▶ _Page extract_
The divergence isn’t just about average versus total — it’s about where each type of institution creates value for its members.

Small credit unions — those under $500 million in assets — create member value primarily through lending. Their average loan interest rate differential is 2.05%, compared to 1.82% for large credit unions. That 23-basis-point gap represents a deliberate choice: smaller institutions tend to underwrite manually, extending credit to borrowers with lower credit scores, thinner credit files, lower incomes, and higher proportions of minority borrowers. They accept more risk per loan — and price it lower than the market would — because the relationship with the member is the point. You can’t build a flywheel around manual underwriting, which is why this model doesn’t scale the way a large institution scales. That isn’t a failure. It’s a structural feature of a model that serves people others won’t serve.

Large credit unions create member value through a combination of lending and deposits, with deposit competitiveness as a meaningful differentiator. Their average deposit interest rate differential is 0.81% — nearly double the 0.44% average for smaller institutions. At scale, large credit unions can offer consistently better deposit rates than banks, passing the benefit of their operational efficiency directly to members. The lending relationship may be less bespoke, but the total financial return to the member remains strong.

▶ _Check your understanding_
1) Transcribe part of the credit union text, beginning at the words "Small credit unions" and stopping after "others won’t serve.".
2) Go on with the credit union text, picking up after its final sentence.

▶ _Data excerpt_
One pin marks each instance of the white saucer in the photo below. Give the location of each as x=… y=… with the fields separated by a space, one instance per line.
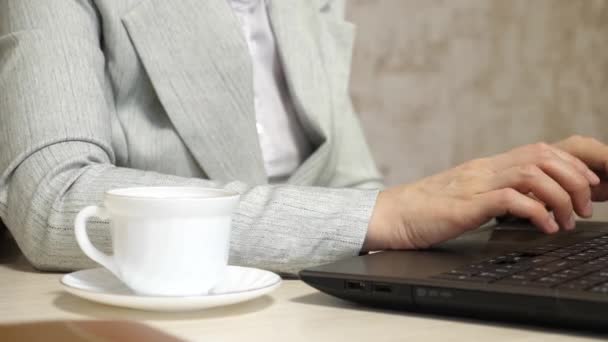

▶ _Responses to the tasks_
1)
Small credit unions — those under $500 million in assets — create member value primarily through lending. Their average loan interest rate differential is 2.05%, compared to 1.82% for large credit unions. That 23-basis-point gap represents a deliberate choice: smaller institutions tend to underwrite manually, extending credit to borrowers with lower credit scores, thinner credit files, lower incomes, and higher proportions of minority borrowers. They accept more risk per loan — and price it lower than the market would — because the relationship with the member is the point. You can’t build a flywheel around manual underwriting, which is why this model doesn’t scale the way a large institution scales. That isn’t a failure. It’s a structural feature of a model that serves people others won’t serve.

2)
The result: six of the ten credit unions with the highest average member benefit per member in our dataset are under $500 million in assets — the highest individual performers skew small.

But the top ten credit unions by total member benefit delivered are all above $500 million in assets, with the smallest just over $600 million. Both groups are delivering. They’re just delivering differently.

Neither model has abandoned the mission. Each has made a coherent strategic choice: one optimizing for depth of impact per member, the other for breadth of impact across members. These aren’t competing philosophies. They’re complementary ones. Smaller credit unions serve segments that larger institutions struggle to reach. Larger credit unions extend meaningful benefit to populations that smaller institutions can’t serve at scale. The movement needs both.

What Alignment Actually Looks Like

The conflict Butterfield describes emerges, I’d argue, because each side judges the other by its own success metric. A small credit union leader looks at a large institution’s average member benefit and sees mission drift. A large credit union leader looks at a small institution’s growth rate and sees strategic stagnation. Both are measuring the wrong thing.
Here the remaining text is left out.